*** Block opens ***

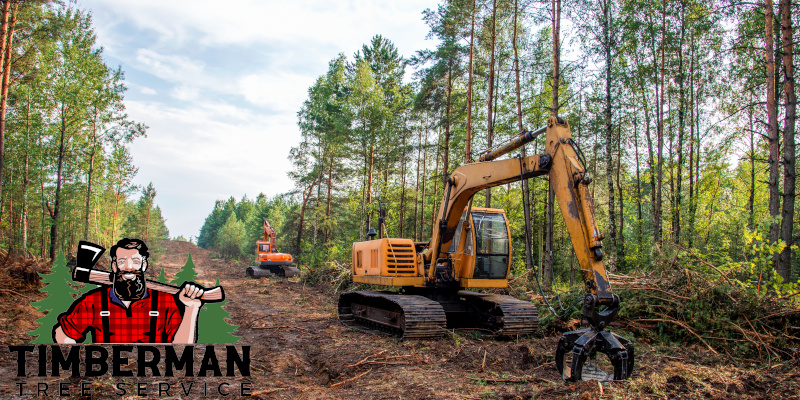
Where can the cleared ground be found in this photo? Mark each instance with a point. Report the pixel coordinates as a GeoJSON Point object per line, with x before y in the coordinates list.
{"type": "Point", "coordinates": [300, 350]}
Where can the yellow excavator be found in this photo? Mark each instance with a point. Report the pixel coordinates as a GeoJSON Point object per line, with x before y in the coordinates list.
{"type": "Point", "coordinates": [470, 248]}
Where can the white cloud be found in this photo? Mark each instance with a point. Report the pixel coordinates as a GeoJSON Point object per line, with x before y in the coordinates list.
{"type": "Point", "coordinates": [239, 71]}
{"type": "Point", "coordinates": [277, 91]}
{"type": "Point", "coordinates": [207, 152]}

*** Block closes ***

--- Your assignment ---
Retype the data in full. Images do not go in the copy.

--- Exercise answer ---
Where can the cleared ground be found in this photo? Mark each instance with a point. Report the pixel coordinates as a GeoJSON Point object per line, with x before y in the coordinates list.
{"type": "Point", "coordinates": [300, 350]}
Where can the yellow excavator be found in this photo? Mark each instance with a point. Report the pixel coordinates as a GeoJSON Point object per line, with x before y in the coordinates list.
{"type": "Point", "coordinates": [470, 248]}
Where can the white cloud be found in this photo? Mark each instance with a point. Report the pixel coordinates as a GeoJSON Point object per line, with x before y in the coordinates list.
{"type": "Point", "coordinates": [239, 71]}
{"type": "Point", "coordinates": [277, 91]}
{"type": "Point", "coordinates": [207, 152]}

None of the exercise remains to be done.